_EXERCISE REQUIREMENTS_:
A. Answer these from the Kingstown safe zones text:
(i) On what station did Forbes speak last Thursday?
(ii) At town hill, coming from the customs area, which way should a person turn?
(iii) Besides tsunami safe zones, where are signs planned to be erected?
B. Please echo the passage of the Kingstown safe zones text that begins at the words "Director of the" and stops after the words "of a tsunami.".

Director of the National Emergency Management Organization Michelle Forbes spoke to the safe zones around Kingstown where persons can head in the event of a tsunami.
Speaking on WEFM last Thursday Forbes said there are several areas identified depending on where you are in Kingstown.
“If you are at Rose Place near the hospital there are two routes you can go; you can go up to the faith temple church, going out to the high part of New Montrose, that’s one of our evacuation points; you can also go up to Edinboro above nine steps, swing up that side if you are in the Rose Place area, you can keep going up to higher ground there, and above the cemetery there if you are in that side of Kingstown”.
“If you are across by the market, then you can actually go up what we call—by the public service union building, and also up to intermediate high school area,” Forbes said.
“Let’s say you go around customs area or Bank of SVG—you can go up to town hill but you turn left, don’t go right because if you right there is a low point there.” NEMO’s Director said.
Ms Forbes said that there are plans in place to have signs erected in these tsunami safe zones, as well as danger zones, making them easily identifiable by the public.

[Segmentation mask records]
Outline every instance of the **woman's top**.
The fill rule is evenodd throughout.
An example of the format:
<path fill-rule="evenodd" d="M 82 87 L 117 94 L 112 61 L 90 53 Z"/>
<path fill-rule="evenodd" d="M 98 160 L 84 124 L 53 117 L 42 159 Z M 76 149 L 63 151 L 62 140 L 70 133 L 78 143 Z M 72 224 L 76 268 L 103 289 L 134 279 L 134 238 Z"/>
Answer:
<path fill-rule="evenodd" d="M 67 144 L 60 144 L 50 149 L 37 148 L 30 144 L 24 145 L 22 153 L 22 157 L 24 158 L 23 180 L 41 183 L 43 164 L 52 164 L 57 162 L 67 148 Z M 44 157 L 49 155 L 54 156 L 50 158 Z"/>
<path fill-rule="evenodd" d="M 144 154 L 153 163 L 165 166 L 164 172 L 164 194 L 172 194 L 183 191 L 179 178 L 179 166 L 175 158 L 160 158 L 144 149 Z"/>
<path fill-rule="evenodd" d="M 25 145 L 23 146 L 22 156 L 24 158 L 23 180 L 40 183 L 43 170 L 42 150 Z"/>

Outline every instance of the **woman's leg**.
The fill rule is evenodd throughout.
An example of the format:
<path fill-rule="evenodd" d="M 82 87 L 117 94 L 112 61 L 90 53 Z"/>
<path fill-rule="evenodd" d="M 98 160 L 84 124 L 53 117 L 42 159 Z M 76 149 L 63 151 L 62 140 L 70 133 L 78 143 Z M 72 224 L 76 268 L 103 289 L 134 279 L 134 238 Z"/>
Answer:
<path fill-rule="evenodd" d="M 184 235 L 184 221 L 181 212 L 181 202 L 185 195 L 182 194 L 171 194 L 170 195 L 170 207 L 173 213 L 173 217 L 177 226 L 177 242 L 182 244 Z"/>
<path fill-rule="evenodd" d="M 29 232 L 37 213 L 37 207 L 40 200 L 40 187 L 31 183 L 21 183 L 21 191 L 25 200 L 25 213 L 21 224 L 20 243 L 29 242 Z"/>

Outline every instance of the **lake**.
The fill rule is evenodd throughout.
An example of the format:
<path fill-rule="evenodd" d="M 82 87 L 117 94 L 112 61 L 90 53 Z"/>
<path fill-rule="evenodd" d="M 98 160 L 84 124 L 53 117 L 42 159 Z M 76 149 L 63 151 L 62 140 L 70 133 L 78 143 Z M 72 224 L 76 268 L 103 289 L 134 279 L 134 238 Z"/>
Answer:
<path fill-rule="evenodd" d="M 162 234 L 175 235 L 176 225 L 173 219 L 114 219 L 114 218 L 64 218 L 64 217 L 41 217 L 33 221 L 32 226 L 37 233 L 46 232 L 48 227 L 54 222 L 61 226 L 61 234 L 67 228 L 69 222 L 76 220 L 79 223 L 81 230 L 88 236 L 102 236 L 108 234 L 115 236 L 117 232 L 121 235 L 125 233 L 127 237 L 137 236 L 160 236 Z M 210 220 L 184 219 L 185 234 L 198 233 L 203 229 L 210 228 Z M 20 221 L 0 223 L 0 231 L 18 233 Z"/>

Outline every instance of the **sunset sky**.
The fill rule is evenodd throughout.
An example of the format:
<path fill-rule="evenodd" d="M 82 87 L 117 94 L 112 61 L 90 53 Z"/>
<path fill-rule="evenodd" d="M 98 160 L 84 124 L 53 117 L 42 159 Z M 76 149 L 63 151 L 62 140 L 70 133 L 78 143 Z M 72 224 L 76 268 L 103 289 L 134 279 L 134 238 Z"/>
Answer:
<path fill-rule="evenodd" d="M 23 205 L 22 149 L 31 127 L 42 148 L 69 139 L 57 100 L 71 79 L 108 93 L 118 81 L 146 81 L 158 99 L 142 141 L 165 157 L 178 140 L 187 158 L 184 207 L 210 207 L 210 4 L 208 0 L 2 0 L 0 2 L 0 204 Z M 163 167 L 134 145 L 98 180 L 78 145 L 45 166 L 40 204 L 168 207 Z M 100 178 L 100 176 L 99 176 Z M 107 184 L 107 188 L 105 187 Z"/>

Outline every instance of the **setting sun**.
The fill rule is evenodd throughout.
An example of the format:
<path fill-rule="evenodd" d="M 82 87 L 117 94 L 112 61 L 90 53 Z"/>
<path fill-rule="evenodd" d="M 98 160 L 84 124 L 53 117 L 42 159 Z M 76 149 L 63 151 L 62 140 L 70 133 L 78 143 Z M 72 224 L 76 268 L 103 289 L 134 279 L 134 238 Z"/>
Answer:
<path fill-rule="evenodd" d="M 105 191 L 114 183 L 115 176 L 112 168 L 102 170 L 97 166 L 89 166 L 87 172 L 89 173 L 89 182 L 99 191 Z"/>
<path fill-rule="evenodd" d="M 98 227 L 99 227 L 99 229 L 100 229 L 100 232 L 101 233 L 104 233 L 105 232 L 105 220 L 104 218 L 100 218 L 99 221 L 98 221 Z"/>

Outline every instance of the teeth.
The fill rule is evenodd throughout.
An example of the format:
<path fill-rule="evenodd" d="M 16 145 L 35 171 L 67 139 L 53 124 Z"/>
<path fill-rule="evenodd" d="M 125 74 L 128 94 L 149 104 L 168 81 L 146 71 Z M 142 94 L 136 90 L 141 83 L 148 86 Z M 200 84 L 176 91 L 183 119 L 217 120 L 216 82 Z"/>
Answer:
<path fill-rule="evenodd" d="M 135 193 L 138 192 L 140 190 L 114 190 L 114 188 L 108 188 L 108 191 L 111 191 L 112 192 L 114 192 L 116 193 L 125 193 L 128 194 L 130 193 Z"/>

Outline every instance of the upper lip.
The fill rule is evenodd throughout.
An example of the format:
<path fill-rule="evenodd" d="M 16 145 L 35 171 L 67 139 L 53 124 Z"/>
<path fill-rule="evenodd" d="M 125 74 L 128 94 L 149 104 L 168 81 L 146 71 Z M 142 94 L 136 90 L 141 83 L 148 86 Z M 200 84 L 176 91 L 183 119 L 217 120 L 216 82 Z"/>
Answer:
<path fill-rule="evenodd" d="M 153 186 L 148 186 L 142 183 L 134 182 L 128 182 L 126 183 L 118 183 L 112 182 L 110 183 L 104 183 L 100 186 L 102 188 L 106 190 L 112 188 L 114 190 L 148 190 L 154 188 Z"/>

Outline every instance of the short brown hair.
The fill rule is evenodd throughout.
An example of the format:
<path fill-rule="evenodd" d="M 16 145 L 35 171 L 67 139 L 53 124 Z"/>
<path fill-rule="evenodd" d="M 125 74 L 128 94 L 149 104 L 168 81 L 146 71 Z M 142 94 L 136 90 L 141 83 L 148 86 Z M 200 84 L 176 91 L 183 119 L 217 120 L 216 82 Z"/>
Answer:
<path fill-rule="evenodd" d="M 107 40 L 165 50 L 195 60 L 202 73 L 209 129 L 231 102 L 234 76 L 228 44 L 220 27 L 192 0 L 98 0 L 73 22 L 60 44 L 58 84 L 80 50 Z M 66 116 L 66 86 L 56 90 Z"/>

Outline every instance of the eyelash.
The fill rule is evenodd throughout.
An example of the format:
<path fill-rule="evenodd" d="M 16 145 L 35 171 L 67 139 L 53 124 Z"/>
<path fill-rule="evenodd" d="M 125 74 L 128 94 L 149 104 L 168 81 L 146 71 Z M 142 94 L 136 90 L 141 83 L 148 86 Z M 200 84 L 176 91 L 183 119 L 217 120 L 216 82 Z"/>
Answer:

_EXERCISE ANSWERS_:
A.
(i) WEFM
(ii) Left
(iii) Danger zones

B.
Director of the National Emergency Management Organization Michelle Forbes spoke to the safe zones around Kingstown where persons can head in the event of a tsunami.